Print the records exactly. Every mark must remain.

[Start of Attachment]

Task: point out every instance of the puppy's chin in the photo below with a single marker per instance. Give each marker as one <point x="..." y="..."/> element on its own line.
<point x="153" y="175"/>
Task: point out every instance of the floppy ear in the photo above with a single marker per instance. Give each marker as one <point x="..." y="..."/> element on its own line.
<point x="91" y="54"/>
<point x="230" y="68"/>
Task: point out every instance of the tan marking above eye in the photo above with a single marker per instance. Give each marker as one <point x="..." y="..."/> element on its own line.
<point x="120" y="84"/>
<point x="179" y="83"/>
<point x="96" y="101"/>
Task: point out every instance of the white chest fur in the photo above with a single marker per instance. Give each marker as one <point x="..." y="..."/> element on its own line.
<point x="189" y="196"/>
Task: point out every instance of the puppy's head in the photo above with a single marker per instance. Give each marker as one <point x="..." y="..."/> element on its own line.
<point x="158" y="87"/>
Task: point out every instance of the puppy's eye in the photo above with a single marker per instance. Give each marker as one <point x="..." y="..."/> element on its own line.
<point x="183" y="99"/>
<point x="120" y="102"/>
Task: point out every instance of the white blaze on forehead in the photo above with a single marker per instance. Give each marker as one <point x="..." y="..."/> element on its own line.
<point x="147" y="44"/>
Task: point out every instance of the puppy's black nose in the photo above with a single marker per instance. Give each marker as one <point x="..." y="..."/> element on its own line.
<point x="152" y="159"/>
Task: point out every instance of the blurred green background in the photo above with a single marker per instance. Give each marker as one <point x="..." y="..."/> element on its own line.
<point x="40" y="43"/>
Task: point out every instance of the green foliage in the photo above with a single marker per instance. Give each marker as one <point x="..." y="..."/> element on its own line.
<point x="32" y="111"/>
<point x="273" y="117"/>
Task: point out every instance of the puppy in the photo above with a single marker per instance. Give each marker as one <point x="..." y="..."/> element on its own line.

[End of Attachment]

• _Answer to the problem_
Task: point out every instance of the puppy's chin in the photo below with a single marker per instance. Give each marker as one <point x="..." y="..."/> element on its own line.
<point x="153" y="175"/>
Task: point out every instance of the floppy ear in the photo above with a single marker per instance. Give each marker as one <point x="..." y="..."/> element on its own line.
<point x="91" y="54"/>
<point x="230" y="68"/>
Task: point out every instance of the tan marking above eye in the photo above with a single marker per instance. Give each marker as one <point x="..." y="..."/> element on its own line.
<point x="120" y="84"/>
<point x="179" y="83"/>
<point x="96" y="101"/>
Task: point out every instance of the white chest fur in the photo above with a single marker per instance. Give each marker as one <point x="..." y="..."/> element on its own line.
<point x="189" y="196"/>
Task: point out every instance of the puppy's head in the photo above with a single marker per instance. Give each marker as one <point x="..." y="..."/> element on its own line.
<point x="158" y="87"/>
Task: point out every instance of the puppy's eye in the photo above with a single marker per instance. Give each marker as one <point x="..." y="..."/> element on its own line.
<point x="183" y="99"/>
<point x="120" y="102"/>
Task: point out every instance of the white blaze on forehead in the photo above with a single marker per instance. Give each marker as one <point x="..." y="..."/> element on its own line.
<point x="147" y="44"/>
Task: point out every instance of the puppy's black nose in the photo above with a single marker per instance. Give each marker as one <point x="..." y="..."/> element on its own line.
<point x="152" y="159"/>
Task: point out every instance of the blurred green background in the photo above with a single marker per instance. Give each marker as one <point x="..." y="..."/> element on its own line.
<point x="40" y="43"/>
Task: point out every instance of the green foliage in the photo above with a single marker per instance. Give each marker as one <point x="..." y="..."/> element on its own line.
<point x="32" y="111"/>
<point x="273" y="117"/>
Task: point out every instance of the puppy in the photo above with a single marker per instance. Give each marker as one <point x="..." y="..."/> element on its own line.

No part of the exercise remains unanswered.